BRIEF:
What is needed is an exact transcription of every record.

DATA SHOWN:
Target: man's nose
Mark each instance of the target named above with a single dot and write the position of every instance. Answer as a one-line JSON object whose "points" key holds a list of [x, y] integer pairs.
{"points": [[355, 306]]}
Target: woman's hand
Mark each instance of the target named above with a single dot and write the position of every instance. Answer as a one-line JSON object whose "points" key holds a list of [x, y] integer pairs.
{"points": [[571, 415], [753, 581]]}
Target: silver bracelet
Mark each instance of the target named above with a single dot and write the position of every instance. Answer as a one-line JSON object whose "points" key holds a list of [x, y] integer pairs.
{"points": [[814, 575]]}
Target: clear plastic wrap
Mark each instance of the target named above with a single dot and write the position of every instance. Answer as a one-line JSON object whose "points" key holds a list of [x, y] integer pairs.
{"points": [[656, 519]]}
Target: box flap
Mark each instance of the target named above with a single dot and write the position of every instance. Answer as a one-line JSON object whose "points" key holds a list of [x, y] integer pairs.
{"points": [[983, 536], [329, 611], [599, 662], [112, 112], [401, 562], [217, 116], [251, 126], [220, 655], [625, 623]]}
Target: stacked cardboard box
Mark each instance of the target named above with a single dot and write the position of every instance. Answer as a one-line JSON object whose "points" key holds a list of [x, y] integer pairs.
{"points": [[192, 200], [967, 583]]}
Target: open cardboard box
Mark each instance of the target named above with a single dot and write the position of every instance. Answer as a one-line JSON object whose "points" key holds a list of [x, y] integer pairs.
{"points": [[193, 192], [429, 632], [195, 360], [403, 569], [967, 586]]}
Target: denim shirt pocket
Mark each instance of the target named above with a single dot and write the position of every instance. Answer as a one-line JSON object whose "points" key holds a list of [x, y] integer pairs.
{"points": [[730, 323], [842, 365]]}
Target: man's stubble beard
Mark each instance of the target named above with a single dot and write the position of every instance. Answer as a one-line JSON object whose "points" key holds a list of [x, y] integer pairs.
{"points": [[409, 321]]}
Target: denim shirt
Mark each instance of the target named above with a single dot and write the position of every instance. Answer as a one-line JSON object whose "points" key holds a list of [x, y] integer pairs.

OUTPUT FOR THIS TASK:
Target: man's nose
Mark each instance of the target named above with a single dot and write the position of every instance. Answer as a one-line JSON object whose "points" key holds a list of [x, y] integer pairs.
{"points": [[355, 306]]}
Target: woman's hand
Mark each instance of the target named above with a single dot and write the position of every instance. Answer as a one-line JSON object whose "points" key holds a list of [x, y] integer pairs.
{"points": [[571, 415], [753, 581]]}
Target: silver bracelet
Mark each instance of the target named above with a single dot and write the position of every instance. Answer as a one-line JSON object whose "points" key holds a list of [x, y] integer pairs.
{"points": [[814, 575]]}
Target: clear plastic wrap
Mark each instance of the target named above with a single dot and write the position of every instance. Answer as a one-line JSON object whose "points" key holds a list of [x, y] integer pairs.
{"points": [[656, 519]]}
Target: box flap
Mark each instance of the target named above with a single dot and write the position of every instance. Answer as a one-line JSON object whose "points" key holds a list of [x, y] integer pairs.
{"points": [[983, 536], [329, 611], [599, 662], [112, 112], [401, 562], [217, 116], [251, 126], [220, 655], [625, 623]]}
Target: stacked cardboard box
Mark each instance of the target named above with a single dot and write the position of every instance. Answer as a one-line JSON object whose "points" key holds a list of [x, y] integer pairs.
{"points": [[192, 200], [967, 583]]}
Target: open cardboard box
Mark each instance of the target named above with a single dot and write the position of every instance. Answer as a one-line JSON object whose "points" key holds a list of [x, y] integer pairs.
{"points": [[193, 192], [429, 632], [195, 360], [403, 569], [967, 586]]}
Target: denim shirt pocket
Mark each instance of the target named above with a single dot and write the position of every instance. Answer as a one-line JSON object whose "points" key holds a list of [x, y] integer pairs.
{"points": [[730, 323], [842, 365]]}
Target: man's stubble beard
Mark each instance of the target named above with a single dot and write the position of every instance. Answer as a one-line JSON object whose "points" key holds a list of [x, y] integer pairs.
{"points": [[409, 321]]}
Target: denim shirt
Mark each instance of the target named above with a single dot and write the position of every instance. Answer as a one-line JSON object whose "points" key holds a list of [x, y] integer pairs.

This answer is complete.